+++ Data for the task
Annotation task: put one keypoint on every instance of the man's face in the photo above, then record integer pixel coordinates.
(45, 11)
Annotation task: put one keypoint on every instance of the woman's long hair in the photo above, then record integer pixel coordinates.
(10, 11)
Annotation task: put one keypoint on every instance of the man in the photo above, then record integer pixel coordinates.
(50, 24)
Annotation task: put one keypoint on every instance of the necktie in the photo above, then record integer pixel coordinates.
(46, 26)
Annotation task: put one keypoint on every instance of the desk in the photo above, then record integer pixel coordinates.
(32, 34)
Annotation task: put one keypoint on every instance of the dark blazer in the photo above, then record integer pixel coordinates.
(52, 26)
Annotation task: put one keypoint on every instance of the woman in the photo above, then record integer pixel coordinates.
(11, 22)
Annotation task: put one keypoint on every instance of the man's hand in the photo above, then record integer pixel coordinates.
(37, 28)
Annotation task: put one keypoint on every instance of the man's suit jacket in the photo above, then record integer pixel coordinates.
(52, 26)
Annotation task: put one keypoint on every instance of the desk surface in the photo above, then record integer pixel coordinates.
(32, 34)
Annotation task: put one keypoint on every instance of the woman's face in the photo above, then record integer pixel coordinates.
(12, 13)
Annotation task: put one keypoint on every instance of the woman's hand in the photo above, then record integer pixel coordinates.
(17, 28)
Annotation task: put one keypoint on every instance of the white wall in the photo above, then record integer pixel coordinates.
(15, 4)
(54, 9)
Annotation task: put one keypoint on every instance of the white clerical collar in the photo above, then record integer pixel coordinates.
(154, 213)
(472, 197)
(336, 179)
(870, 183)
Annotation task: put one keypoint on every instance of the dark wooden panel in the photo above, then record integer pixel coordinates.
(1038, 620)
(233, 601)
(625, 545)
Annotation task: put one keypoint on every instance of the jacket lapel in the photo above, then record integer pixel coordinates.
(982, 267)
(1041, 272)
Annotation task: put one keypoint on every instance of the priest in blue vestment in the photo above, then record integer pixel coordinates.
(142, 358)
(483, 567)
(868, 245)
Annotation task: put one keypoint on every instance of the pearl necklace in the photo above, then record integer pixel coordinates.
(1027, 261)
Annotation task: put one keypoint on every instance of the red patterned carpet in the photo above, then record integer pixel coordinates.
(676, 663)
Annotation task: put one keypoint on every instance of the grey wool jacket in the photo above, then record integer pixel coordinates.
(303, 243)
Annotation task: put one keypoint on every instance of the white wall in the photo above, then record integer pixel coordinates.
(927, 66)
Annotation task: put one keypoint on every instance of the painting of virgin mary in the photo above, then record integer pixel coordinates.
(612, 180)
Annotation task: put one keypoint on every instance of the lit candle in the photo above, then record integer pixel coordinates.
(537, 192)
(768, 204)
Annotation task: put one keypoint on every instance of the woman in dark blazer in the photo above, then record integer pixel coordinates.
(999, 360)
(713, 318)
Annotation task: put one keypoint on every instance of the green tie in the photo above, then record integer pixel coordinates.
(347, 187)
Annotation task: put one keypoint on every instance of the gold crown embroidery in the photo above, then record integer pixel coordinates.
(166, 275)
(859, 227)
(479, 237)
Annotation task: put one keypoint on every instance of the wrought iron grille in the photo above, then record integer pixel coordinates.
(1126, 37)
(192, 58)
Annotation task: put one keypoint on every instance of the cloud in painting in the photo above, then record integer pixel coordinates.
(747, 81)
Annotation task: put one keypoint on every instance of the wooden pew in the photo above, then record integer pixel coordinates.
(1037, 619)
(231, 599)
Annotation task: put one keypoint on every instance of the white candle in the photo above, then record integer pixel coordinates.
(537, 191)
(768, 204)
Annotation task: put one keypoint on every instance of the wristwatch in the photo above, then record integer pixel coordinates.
++++++
Task statement
Quote all of the data above verbatim, reproducing every line in its original order.

Answer to the problem
Annotation task: put one keypoint on every instance of the man's face in the photo above, then record integer pixel coordinates.
(45, 11)
Annotation task: put one keypoint on every instance of the woman's long hair in the photo above, then record integer pixel coordinates.
(10, 11)
Annotation task: put one keypoint on every instance of the man in the photo above, then record integer pixel coordinates.
(50, 24)
Annotation task: put one keypoint on every instance of the necktie in the photo above, then record integer pixel coordinates.
(46, 26)
Annotation task: put one keypoint on every instance of the desk in the photo above, then record integer pixel coordinates.
(32, 34)
Annotation task: put one keypoint on every instance of the dark blazer in the photo above, then record integer pixel coordinates.
(52, 26)
Annotation task: put one keypoint on every instance of the woman in the photo above, then record integer pixel coordinates.
(11, 22)
Annotation task: put one keypoint on every instance of the man's hand in the photo above, then record integer pixel coordinates.
(37, 28)
Annotation task: put one keypoint on every instance of the man's suit jacket in the photo above, then record integer pixel coordinates.
(52, 26)
Annotation task: put one keypoint on every instance of the desk surface in the photo above, then record integer pixel coordinates.
(32, 34)
Annotation task: put one keypoint on every instance of the woman's face in the photo above, then record integer pixel coordinates.
(12, 13)
Annotation task: put one keypoint on every instance of the woman's hand in the photo above, then record integer pixel coordinates.
(17, 28)
Annotation task: put one keypoint on every instance of the white wall in the photo above, then record integer pixel coordinates.
(15, 4)
(54, 9)
Annotation task: put one keypoint on every instance of the white clerical collar in the photo above, then record integer pixel coordinates.
(154, 213)
(472, 197)
(336, 179)
(870, 183)
Annotation task: put one keypoint on every instance of the dark wooden panel in the photo above, then record integer pixel coordinates.
(1038, 620)
(233, 601)
(625, 545)
Annotation task: put one keypoint on every instance of the jacket lapel in the photo above, then record integer pixel coordinates.
(982, 267)
(1041, 272)
Annotation task: put one keypoint on every instance of the priest in blue vestment in the photo above, then record integer pixel coordinates.
(142, 358)
(483, 567)
(868, 245)
Annotation task: put one keypoint on every instance of the pearl necklace in the photo above, then record integer pixel coordinates.
(1027, 261)
Annotation task: put one keypoint on every instance of the red patterned carpet in the photo above, then record integer pixel coordinates.
(676, 663)
Annotation task: put one keypoint on every instance of the grey wool jacket in the photo above, then record integer pixel coordinates.
(303, 243)
Annotation task: put one keypoint on every instance of the white wall in the photo above, then record integer pixel coordinates.
(927, 66)
Annotation task: put one keypoint on every instance of the painting of virgin mary in the photo above, then record integer pixel coordinates.
(612, 180)
Annotation task: put one keypoint on every instance of the lit candle in the photo above, then record integer pixel coordinates.
(537, 192)
(768, 204)
Annotation task: put one keypoint on every instance of the woman in dark blazer in the photo above, then record integer pixel coordinates.
(999, 360)
(713, 318)
Annotation task: put one keypoint on every instance of the green tie in the photo above, then record integer pixel coordinates.
(347, 187)
Annotation task: put one keypoint on every instance of the gold crown embroidery in the photo above, then record integer pixel coordinates.
(166, 275)
(859, 227)
(479, 237)
Annotation task: put one keypoint on every instance of the wrought iron grille in the photo above, then record integer pixel coordinates.
(1126, 37)
(192, 58)
Annotation task: put one keypoint on every instance of the cloud in painting in the photo above, then record integer pixel coordinates.
(747, 81)
Annotation task: put one keypoint on every instance of the wooden pew in the photo above, then record integer pixel coordinates.
(1037, 619)
(231, 599)
Annotation task: put one keypoint on every instance of the white candle in the photo above, then record integer pixel coordinates.
(537, 191)
(768, 204)
Annotation task: put one keypoint on every instance of the wristwatch in the photo above, then record integer pixel coordinates.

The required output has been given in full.